> [Goal] Set down the lines from the one containing "query | blue cycling jersey" up to and including the end of the items, reproducing them without any change.

[Items excerpted from a collection]
——

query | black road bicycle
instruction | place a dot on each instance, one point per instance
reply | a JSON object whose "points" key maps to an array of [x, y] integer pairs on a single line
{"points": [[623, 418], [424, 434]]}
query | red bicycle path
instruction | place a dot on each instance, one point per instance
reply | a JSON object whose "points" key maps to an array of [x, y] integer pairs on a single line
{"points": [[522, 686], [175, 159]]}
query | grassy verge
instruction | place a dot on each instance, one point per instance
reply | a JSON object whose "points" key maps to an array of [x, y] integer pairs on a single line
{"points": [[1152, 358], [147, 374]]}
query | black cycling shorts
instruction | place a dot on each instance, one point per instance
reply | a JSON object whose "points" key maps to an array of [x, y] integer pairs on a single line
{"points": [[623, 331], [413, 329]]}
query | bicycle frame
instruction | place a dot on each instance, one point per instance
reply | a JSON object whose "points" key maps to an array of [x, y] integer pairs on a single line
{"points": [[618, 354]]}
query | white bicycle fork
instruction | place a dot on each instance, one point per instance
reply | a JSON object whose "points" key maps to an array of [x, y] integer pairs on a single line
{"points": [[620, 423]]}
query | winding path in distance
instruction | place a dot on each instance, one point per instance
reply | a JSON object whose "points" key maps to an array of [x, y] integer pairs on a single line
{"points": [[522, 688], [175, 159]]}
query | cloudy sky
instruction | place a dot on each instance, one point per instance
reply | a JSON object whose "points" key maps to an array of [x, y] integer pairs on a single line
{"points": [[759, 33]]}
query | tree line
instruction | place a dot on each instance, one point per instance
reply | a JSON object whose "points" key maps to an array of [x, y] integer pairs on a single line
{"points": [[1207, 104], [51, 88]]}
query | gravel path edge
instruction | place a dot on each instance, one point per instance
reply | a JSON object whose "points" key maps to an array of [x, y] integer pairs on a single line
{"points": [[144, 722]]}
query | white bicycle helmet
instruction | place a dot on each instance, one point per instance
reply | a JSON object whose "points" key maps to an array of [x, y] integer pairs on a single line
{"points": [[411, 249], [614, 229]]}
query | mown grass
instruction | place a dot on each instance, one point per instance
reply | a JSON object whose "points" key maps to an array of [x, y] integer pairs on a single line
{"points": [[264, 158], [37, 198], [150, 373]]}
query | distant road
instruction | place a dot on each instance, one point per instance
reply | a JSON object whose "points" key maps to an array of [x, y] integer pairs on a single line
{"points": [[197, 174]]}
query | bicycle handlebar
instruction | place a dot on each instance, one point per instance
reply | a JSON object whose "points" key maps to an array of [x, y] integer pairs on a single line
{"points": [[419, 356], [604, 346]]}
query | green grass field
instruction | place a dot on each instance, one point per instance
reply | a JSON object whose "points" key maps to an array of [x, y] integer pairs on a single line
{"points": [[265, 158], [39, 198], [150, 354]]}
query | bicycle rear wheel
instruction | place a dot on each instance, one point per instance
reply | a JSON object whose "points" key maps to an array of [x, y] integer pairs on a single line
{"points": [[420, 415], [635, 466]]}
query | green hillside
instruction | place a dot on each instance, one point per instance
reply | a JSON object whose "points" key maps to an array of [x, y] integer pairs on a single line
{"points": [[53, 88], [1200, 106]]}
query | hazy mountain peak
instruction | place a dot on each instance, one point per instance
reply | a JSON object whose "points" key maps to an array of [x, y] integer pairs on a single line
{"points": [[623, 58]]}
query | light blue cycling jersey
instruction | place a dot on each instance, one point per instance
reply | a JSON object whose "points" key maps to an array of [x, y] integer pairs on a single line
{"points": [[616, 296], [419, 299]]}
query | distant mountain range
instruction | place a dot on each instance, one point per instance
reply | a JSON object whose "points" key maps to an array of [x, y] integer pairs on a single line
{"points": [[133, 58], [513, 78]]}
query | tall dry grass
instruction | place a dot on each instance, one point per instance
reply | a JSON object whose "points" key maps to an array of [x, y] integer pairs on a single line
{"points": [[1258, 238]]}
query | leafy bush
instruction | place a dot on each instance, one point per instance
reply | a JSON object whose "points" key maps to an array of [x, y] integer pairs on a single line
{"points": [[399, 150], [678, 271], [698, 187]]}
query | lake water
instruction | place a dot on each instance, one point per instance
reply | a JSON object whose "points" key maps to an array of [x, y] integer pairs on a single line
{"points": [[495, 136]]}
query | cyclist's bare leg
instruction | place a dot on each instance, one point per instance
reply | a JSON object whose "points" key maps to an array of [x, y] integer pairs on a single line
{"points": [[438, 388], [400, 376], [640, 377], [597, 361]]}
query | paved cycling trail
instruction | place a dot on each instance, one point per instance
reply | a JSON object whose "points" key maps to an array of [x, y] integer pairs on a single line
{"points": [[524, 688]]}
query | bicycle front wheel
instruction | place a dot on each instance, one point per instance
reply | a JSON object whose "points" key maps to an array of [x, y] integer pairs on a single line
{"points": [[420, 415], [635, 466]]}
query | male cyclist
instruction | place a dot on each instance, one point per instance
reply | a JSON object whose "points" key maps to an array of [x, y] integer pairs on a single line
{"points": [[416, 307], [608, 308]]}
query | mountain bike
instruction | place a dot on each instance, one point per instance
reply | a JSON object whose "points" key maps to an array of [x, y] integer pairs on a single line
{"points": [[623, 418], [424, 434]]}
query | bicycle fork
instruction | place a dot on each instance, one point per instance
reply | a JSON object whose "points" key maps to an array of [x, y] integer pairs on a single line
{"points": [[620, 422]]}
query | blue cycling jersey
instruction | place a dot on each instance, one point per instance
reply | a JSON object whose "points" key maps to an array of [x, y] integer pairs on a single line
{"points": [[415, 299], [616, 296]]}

——

> [Written response]
query | blue cycling jersey
instruction | place a dot on each instance, one point per instance
reply | a JSON object whose "points" key maps to an array of [x, y] integer pairs on a single line
{"points": [[415, 299], [616, 296]]}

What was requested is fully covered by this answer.